RECORDS FOR THE TASK: Begin

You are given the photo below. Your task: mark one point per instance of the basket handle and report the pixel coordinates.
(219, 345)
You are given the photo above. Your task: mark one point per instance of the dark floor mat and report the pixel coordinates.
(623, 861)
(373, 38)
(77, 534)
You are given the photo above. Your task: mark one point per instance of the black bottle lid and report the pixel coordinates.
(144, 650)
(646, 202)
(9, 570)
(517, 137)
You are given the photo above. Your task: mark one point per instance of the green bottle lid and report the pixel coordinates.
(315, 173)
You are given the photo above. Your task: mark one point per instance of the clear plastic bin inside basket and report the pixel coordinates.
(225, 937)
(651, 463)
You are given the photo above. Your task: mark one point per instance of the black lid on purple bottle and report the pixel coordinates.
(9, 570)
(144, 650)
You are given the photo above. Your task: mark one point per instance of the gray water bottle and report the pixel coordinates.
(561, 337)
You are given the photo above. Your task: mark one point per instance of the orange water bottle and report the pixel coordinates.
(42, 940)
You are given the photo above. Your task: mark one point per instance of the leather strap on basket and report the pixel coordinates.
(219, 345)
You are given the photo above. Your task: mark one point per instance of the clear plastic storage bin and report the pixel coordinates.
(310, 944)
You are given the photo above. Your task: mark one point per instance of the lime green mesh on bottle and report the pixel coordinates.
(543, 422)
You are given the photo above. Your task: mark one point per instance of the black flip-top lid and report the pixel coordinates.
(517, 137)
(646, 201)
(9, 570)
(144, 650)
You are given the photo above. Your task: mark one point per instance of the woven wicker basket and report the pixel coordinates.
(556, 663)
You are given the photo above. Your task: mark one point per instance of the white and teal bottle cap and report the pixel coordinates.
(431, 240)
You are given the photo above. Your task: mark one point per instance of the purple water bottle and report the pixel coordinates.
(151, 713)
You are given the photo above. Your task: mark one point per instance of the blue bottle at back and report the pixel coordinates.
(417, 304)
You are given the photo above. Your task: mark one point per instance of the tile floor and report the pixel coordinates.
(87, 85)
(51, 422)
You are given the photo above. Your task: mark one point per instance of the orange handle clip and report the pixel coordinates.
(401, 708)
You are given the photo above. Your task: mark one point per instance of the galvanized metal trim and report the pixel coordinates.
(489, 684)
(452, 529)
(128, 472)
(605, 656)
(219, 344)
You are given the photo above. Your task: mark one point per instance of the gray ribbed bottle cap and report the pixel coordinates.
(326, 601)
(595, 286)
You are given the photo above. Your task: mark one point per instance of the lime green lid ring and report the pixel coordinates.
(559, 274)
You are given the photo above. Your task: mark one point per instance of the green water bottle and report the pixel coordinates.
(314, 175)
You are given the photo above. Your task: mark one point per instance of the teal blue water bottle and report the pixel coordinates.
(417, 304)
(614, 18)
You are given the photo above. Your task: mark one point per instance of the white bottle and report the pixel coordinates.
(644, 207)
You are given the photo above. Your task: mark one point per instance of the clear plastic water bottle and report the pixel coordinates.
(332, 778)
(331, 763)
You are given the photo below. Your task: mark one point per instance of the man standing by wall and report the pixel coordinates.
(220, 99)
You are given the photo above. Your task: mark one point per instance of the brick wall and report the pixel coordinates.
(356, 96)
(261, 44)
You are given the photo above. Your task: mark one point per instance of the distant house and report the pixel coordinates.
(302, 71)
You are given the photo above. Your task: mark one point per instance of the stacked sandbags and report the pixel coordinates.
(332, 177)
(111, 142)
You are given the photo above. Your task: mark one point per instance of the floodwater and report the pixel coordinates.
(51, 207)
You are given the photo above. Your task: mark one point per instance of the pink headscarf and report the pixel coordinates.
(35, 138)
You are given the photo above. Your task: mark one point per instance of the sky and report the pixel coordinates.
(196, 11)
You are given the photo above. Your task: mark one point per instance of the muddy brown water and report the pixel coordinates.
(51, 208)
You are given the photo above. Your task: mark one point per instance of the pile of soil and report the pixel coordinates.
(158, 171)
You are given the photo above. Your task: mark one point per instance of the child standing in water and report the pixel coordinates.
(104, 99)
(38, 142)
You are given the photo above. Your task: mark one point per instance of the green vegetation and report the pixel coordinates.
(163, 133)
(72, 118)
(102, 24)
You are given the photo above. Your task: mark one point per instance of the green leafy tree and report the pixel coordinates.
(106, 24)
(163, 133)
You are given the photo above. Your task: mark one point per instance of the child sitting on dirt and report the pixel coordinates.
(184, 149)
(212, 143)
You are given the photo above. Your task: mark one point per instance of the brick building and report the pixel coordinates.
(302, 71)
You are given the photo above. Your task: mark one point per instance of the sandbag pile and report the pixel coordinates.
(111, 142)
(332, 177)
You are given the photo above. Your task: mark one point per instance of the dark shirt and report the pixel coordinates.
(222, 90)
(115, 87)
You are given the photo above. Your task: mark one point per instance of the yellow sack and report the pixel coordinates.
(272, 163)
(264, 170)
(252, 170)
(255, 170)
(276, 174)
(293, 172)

RECORDS FOR THE TASK: End

INSTRUCTIONS FOR THE TASK >> The response should consist of all the entries, reproduced word for word.

TASK RESPONSE >>
You are given the photo below. Your task: mark one point per instance of the basket handle and report the pixel coordinates.
(219, 345)
You are given the photo above. Your task: mark one point per instance of the dark floor mat and report the pixel coordinates.
(623, 861)
(373, 38)
(77, 534)
You are given the photo above. Your task: mark one point per instance of the black bottle lid and report the pixel coordinates.
(144, 650)
(646, 202)
(9, 570)
(517, 137)
You are given the photo above. Your task: mark one point per instance of the green bottle lid and report the pixel coordinates.
(315, 173)
You are given the photo above. Your task: mark one point per instance of the clear plastic bin inside basket and report the pixel coordinates.
(225, 937)
(651, 463)
You are given the photo above. Your task: mark one point per instance of the black lid on purple bottle and report the pixel coordinates.
(9, 570)
(144, 650)
You are given the photo above. Your task: mark one point per instance of the gray water bottle and report the pixel coordinates.
(561, 337)
You are given the photo above. Your task: mark one point per instance of the orange water bottle and report the pixel coordinates.
(42, 940)
You are given the photo above. Your task: mark one point per instance of the leather strap on basket and report the pixel coordinates.
(219, 345)
You are given the photo above. Your task: mark one point per instance of the clear plastic storage bin and report the pixel coordinates.
(310, 944)
You are given the photo above. Your task: mark one point per instance of the lime green mesh on bottle and report the pixel coordinates.
(543, 422)
You are given the photo above. Your task: mark one point per instance of the black flip-top lid and report the pixel coordinates.
(517, 137)
(646, 201)
(9, 570)
(144, 650)
You are given the photo above. Your task: mark one point per instance of the woven wicker basket and report the pixel coordinates.
(556, 663)
You are given the photo above. Your task: mark one point per instance of the white and teal bottle cap and report the pixel coordinates.
(431, 240)
You are given the photo above. Your task: mark one point per instance of the purple water bottle and report the pixel coordinates.
(151, 713)
You are given the photo above. Your task: mark one point per instance of the blue bottle at back and report the pixel coordinates.
(417, 304)
You are given the photo above. Your task: mark one point per instance of the tile floor and report the pixel coordinates.
(87, 85)
(51, 422)
You are given the photo above. Your task: mark one point per instance of the orange handle clip and report the pixel coordinates.
(401, 708)
You are given the photo above. Your task: mark one point per instance of the galvanized metal trim and report the pixel coordinates.
(489, 684)
(452, 529)
(128, 472)
(605, 656)
(219, 344)
You are given the photo above. Your task: mark one point per instance of the gray ribbed bottle cap and report the pixel coordinates.
(326, 601)
(595, 286)
You are given the photo above. Your task: mark one point per instance of the lime green lid ring and report the pixel coordinates.
(559, 274)
You are given the photo above. Your task: mark one point per instance of the green water bottle and report the pixel coordinates.
(314, 175)
You are given the photo above. Your task: mark one point per instance of the teal blue water bottle and report the pixel coordinates.
(417, 304)
(614, 18)
You are given the photo above. Your task: mark one point per instance of the white bottle and report the pixel coordinates.
(644, 207)
You are given the photo above. Your task: mark one point per instance of the clear plastic water bottle and report the pixel coordinates.
(332, 778)
(331, 763)
You are given the photo below. Your task: mark one point per instance of the man standing by wall and report the pixel coordinates.
(220, 99)
You are given the photo above. Your task: mark one point per instance of the brick wall and report the pixel coordinates.
(356, 96)
(261, 44)
You are given the photo above. Your task: mark one point per instance of the distant house and report the pixel coordinates.
(302, 71)
You are given the photo above. Your task: mark one point per instance of the stacked sandbags and report the pixel coordinates.
(332, 177)
(111, 142)
You are given the photo above. Your task: mark one point per instance of the floodwater and report the pixel coordinates.
(51, 207)
You are given the photo above. Your task: mark one point per instance of the pink headscarf and report the pixel coordinates.
(35, 138)
You are given the photo above. Your task: mark one point per instance of the sky and report the pixel coordinates.
(196, 11)
You are given the photo above. Your task: mark one point per instance of the muddy brown water and report the pixel coordinates.
(51, 208)
You are given the photo above. Your task: mark one point per instance of the pile of soil and report the pixel coordinates.
(158, 171)
You are given the photo above. Your task: mark one point per instance of the child standing in water and report the pixel coordinates.
(104, 99)
(38, 142)
You are given the photo above. Your task: mark one point per instance of the green vegetation and report the pixel coordinates.
(163, 133)
(72, 118)
(102, 24)
You are given the photo above. Your task: mark one point per instance of the green leafy tree and report the pixel coordinates.
(106, 24)
(163, 133)
You are given the photo above. Your task: mark one point per instance of the child sitting on dirt and report the pixel coordinates.
(184, 149)
(212, 143)
You are given the photo above. Your task: mark one point per instance of the brick building and report the pixel coordinates.
(302, 71)
You are given the photo above. Your task: mark one point per instance of the sandbag pile and report the pixel coordinates.
(111, 142)
(332, 177)
You are given the photo above. Your task: mark one point per instance of the dark shirt and report the pixel coordinates.
(222, 90)
(115, 87)
You are given the photo above. Your task: mark one point per instance of the yellow sack and report the pixel coordinates.
(272, 163)
(264, 170)
(252, 170)
(255, 170)
(276, 174)
(293, 172)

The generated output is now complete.